-- To do --
Copy the section that begins with the line containing "Cam-trap alert: motion was detected. Identify photographer" and ends with the line containing "156, 173, 380, 511", including both of those lines.

[Rows from a dataset]
━━━━━━━━━━━━━━━━

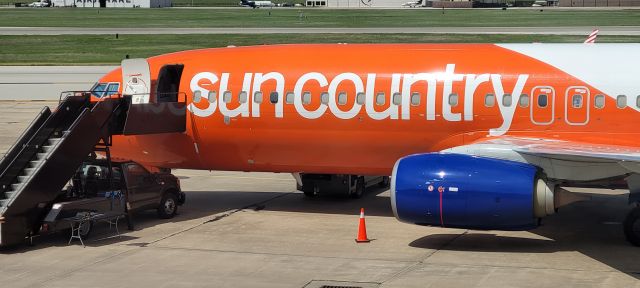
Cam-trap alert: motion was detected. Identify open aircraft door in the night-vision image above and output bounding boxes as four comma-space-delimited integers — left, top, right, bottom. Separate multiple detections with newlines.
121, 59, 151, 104
564, 86, 591, 125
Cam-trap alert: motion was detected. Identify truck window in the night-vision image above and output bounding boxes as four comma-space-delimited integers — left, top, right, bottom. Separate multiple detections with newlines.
127, 163, 149, 186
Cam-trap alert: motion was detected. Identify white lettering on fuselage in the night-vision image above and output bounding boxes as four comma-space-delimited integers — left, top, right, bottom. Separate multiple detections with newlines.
188, 64, 529, 136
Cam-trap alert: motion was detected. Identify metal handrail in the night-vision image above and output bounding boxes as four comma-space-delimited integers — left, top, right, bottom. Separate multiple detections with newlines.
0, 106, 51, 163
0, 94, 89, 188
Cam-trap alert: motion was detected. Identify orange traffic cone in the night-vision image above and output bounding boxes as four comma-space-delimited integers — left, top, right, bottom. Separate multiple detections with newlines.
356, 208, 371, 243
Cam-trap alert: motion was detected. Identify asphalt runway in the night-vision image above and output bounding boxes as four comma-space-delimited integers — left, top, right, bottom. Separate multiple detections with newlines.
0, 26, 640, 35
0, 66, 115, 101
0, 101, 640, 288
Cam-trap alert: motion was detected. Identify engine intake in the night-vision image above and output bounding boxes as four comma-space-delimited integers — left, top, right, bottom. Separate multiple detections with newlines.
391, 153, 556, 230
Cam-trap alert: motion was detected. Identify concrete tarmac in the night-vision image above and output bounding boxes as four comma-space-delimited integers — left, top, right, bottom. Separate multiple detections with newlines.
0, 101, 640, 288
0, 26, 640, 36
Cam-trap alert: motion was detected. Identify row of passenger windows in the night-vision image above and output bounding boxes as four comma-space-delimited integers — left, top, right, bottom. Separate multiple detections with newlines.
194, 91, 424, 106
194, 91, 640, 109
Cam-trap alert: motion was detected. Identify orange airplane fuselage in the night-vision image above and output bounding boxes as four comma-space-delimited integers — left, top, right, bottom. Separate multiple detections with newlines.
100, 44, 638, 175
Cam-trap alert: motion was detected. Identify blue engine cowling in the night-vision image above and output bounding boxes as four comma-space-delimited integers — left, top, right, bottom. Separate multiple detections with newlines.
391, 153, 539, 230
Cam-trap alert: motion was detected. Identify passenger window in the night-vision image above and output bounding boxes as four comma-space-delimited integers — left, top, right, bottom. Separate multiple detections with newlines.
376, 92, 385, 105
393, 92, 402, 105
616, 95, 627, 109
238, 91, 247, 103
302, 92, 311, 104
284, 92, 295, 104
538, 94, 549, 108
518, 94, 529, 108
593, 94, 605, 109
502, 94, 513, 107
356, 92, 366, 105
269, 91, 278, 104
411, 92, 420, 106
484, 93, 496, 107
253, 91, 262, 103
320, 92, 329, 104
449, 93, 458, 107
571, 94, 582, 109
338, 92, 347, 105
91, 82, 107, 98
222, 91, 231, 103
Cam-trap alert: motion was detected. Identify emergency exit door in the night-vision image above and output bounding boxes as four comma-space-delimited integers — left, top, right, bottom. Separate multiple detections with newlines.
529, 86, 556, 125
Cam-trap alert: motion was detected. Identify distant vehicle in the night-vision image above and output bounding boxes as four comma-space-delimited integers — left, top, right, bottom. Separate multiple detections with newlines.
29, 0, 51, 8
240, 0, 277, 9
400, 0, 422, 8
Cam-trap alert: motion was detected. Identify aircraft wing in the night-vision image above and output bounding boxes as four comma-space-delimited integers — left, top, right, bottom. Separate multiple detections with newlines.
477, 137, 640, 162
442, 136, 640, 181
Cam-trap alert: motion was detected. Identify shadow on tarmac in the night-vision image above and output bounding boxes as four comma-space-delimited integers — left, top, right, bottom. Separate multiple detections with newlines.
2, 183, 640, 279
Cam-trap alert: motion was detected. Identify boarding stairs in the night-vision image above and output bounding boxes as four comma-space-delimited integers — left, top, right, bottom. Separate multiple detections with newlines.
0, 92, 186, 246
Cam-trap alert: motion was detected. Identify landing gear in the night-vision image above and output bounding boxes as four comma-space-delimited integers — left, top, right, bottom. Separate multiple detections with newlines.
302, 184, 317, 198
623, 206, 640, 246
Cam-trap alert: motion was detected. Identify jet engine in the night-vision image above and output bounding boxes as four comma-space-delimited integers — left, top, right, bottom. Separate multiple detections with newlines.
391, 153, 579, 230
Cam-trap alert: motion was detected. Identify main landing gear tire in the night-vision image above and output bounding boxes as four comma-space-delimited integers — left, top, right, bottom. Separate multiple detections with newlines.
623, 207, 640, 246
158, 193, 178, 219
351, 176, 366, 199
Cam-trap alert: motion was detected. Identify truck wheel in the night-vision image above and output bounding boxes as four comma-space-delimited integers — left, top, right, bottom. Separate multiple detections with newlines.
79, 221, 93, 240
623, 207, 640, 246
351, 176, 366, 199
158, 193, 178, 219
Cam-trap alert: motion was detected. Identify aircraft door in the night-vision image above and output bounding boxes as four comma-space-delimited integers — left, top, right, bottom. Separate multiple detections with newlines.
121, 59, 151, 104
564, 86, 591, 125
529, 86, 556, 125
156, 64, 184, 103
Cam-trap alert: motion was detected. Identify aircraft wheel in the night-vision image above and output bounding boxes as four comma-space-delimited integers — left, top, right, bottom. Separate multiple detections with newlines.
380, 176, 391, 188
351, 176, 366, 199
158, 193, 178, 219
79, 221, 93, 240
623, 207, 640, 246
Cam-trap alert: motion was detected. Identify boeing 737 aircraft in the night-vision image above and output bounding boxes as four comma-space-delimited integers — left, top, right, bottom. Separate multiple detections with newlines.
89, 44, 640, 245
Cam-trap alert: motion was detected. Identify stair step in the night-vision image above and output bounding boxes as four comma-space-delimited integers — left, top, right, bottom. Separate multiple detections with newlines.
22, 168, 36, 176
11, 183, 22, 191
42, 145, 54, 153
49, 138, 62, 146
4, 192, 17, 200
29, 160, 42, 168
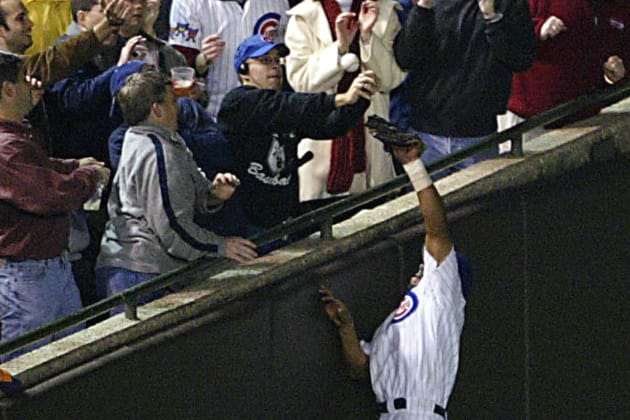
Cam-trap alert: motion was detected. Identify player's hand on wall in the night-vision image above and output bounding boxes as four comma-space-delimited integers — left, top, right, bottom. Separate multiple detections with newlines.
319, 285, 354, 328
540, 16, 567, 41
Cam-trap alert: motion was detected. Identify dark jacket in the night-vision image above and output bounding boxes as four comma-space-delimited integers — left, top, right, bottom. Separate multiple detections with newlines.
217, 86, 369, 228
44, 61, 144, 162
394, 0, 536, 137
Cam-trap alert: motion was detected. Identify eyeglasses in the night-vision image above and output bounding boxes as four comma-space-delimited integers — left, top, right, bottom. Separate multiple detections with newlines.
252, 55, 284, 66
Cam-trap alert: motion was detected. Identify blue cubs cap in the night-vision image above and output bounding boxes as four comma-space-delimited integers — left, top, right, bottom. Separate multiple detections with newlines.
234, 35, 289, 73
455, 251, 473, 299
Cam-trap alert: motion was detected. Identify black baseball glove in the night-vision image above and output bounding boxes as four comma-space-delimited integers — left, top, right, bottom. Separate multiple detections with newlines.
365, 115, 422, 152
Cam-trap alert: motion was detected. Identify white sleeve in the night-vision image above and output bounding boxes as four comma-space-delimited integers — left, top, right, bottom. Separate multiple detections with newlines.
284, 16, 344, 92
418, 247, 464, 304
168, 0, 203, 51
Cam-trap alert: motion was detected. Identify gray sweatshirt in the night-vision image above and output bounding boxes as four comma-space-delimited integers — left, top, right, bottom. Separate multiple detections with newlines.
96, 123, 225, 273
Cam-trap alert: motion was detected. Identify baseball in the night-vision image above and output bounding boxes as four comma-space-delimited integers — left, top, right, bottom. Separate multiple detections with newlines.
340, 53, 359, 73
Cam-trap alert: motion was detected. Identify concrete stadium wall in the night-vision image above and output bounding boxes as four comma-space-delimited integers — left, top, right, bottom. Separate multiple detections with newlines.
2, 158, 630, 419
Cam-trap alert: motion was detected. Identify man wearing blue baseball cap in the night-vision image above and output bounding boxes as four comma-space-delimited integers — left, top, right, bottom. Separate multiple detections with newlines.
320, 140, 472, 419
218, 35, 379, 238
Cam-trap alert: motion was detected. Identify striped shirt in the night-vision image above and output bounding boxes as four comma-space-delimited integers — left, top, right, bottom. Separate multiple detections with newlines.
361, 249, 466, 419
169, 0, 289, 118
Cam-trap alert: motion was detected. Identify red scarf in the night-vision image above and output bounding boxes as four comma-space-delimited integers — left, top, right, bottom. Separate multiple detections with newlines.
321, 0, 366, 194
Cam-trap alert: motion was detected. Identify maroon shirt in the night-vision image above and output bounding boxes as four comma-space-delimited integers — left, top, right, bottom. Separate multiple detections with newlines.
0, 120, 99, 260
508, 0, 604, 118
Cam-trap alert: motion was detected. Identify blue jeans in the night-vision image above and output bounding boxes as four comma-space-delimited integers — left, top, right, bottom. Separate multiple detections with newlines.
412, 130, 499, 180
96, 267, 166, 315
0, 257, 83, 361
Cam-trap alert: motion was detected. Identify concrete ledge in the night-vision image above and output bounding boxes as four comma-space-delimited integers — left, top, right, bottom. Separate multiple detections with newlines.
1, 99, 630, 394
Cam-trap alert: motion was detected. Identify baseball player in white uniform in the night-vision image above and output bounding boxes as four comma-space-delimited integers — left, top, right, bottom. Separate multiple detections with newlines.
320, 142, 472, 419
169, 0, 289, 118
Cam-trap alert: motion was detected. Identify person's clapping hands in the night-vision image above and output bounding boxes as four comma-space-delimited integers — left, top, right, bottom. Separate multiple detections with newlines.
335, 70, 379, 106
210, 172, 241, 201
540, 16, 567, 41
604, 55, 626, 83
359, 0, 378, 42
201, 33, 225, 64
117, 35, 147, 66
77, 157, 112, 185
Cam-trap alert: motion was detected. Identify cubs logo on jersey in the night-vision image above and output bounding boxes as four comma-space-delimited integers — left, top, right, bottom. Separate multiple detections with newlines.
252, 12, 280, 41
392, 291, 418, 324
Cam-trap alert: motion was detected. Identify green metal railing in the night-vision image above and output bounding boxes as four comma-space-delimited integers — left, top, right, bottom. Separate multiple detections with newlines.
0, 80, 630, 355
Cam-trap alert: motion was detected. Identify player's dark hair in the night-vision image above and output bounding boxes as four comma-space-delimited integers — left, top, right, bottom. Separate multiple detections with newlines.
0, 53, 22, 97
0, 0, 9, 30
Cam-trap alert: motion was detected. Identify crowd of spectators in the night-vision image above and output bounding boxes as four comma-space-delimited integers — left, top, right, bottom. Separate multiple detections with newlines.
0, 0, 630, 357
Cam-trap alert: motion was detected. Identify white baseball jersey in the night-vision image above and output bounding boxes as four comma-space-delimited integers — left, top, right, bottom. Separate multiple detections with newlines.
361, 249, 466, 419
169, 0, 289, 118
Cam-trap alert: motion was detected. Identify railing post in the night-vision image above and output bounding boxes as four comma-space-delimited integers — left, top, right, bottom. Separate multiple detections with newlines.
319, 217, 334, 241
511, 133, 524, 157
123, 296, 139, 321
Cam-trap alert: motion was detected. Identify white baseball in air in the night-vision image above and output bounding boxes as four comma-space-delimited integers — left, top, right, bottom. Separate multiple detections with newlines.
340, 53, 359, 73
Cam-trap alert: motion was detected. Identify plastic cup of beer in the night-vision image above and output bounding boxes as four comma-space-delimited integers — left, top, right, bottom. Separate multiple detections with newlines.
171, 67, 195, 98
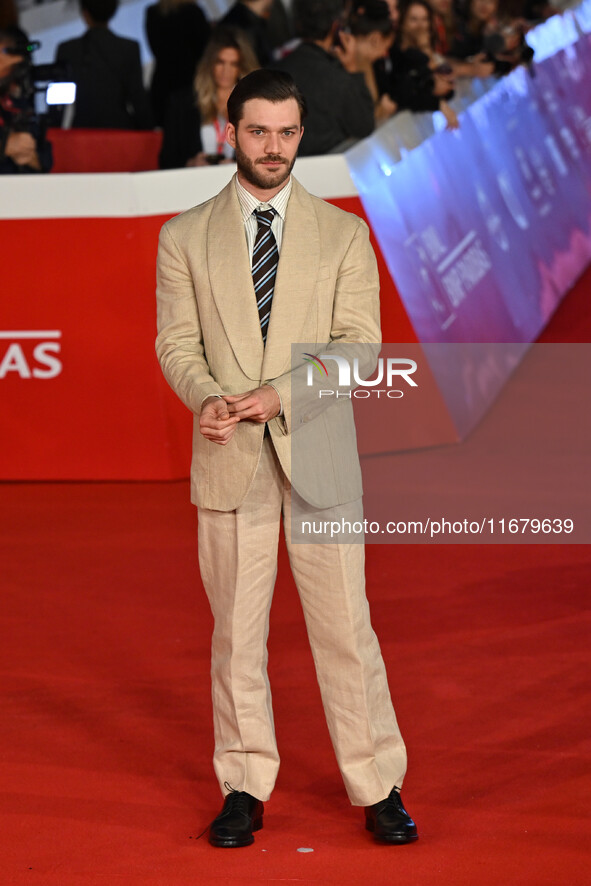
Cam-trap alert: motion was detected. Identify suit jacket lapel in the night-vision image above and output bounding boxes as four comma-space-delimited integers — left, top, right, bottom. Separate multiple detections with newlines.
207, 179, 264, 381
261, 179, 320, 379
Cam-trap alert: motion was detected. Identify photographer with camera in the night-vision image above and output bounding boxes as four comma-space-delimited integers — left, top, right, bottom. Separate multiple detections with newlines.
450, 0, 534, 76
0, 28, 52, 175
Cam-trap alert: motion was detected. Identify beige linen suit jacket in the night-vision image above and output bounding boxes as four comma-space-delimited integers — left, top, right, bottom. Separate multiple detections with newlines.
156, 173, 380, 511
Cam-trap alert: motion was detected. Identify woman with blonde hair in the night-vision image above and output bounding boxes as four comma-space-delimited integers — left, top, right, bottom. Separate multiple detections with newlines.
187, 27, 259, 166
160, 26, 259, 169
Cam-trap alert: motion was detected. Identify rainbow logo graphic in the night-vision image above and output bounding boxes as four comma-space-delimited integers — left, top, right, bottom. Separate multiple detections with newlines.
304, 353, 328, 376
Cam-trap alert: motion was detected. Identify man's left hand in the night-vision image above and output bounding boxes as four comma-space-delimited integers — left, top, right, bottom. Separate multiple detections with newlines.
224, 385, 281, 423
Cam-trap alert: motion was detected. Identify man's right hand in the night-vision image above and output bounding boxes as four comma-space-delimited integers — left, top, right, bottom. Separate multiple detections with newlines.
199, 397, 240, 446
4, 132, 39, 169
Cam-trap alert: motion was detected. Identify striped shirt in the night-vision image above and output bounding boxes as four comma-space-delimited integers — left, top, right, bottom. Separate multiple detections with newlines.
236, 175, 291, 266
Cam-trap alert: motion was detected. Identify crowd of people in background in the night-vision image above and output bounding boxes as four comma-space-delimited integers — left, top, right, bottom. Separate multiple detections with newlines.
0, 0, 553, 171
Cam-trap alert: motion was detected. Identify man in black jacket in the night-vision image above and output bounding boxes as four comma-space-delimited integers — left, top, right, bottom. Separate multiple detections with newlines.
273, 0, 375, 156
57, 0, 153, 129
220, 0, 273, 68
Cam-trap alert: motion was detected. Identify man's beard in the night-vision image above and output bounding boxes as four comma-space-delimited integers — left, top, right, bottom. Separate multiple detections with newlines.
235, 139, 296, 191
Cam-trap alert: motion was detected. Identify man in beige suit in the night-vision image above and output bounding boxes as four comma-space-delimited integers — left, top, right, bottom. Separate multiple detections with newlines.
156, 70, 417, 847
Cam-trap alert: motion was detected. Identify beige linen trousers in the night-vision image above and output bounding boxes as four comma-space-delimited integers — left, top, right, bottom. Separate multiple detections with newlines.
156, 179, 406, 806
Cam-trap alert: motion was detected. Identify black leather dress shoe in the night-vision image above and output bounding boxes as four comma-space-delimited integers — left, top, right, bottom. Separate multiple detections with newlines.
209, 785, 264, 849
365, 788, 419, 843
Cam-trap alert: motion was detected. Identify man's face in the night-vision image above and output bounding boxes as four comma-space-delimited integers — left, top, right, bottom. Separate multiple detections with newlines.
226, 98, 304, 191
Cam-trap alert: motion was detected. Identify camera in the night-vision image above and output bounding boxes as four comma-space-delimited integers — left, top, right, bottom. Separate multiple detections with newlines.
0, 40, 76, 110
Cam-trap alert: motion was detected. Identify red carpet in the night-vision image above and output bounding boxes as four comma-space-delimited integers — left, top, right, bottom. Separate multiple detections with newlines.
0, 272, 591, 886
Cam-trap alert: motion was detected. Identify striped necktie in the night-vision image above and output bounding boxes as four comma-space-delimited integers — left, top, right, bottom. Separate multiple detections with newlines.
252, 209, 279, 342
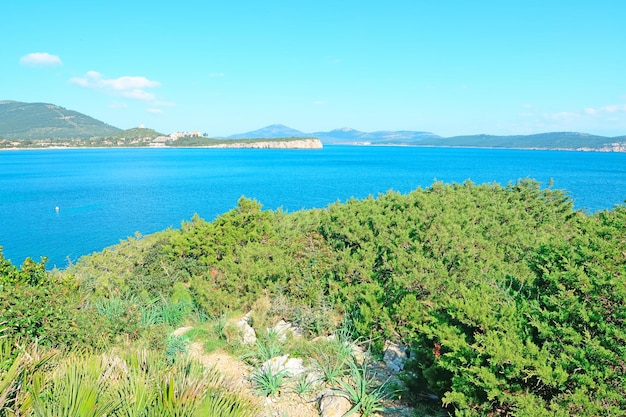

━━━━━━━━━━━━━━━━

-- Result --
Cam-trap alert: motion was detected. Identify photographer with camera in the night-vision image above and output bounding boxes as four comma-space-delimited integers — left, top, right, bottom. Separate multiple detections with newlines.
450, 0, 534, 76
0, 28, 52, 175
Cam-trap alert: motion was detected. Identify beige linen suit jacket in the night-vision image above and output bounding boxes as four comma-space-delimited integers — left, top, right, bottom. Separate multiple detections with newlines.
156, 173, 380, 511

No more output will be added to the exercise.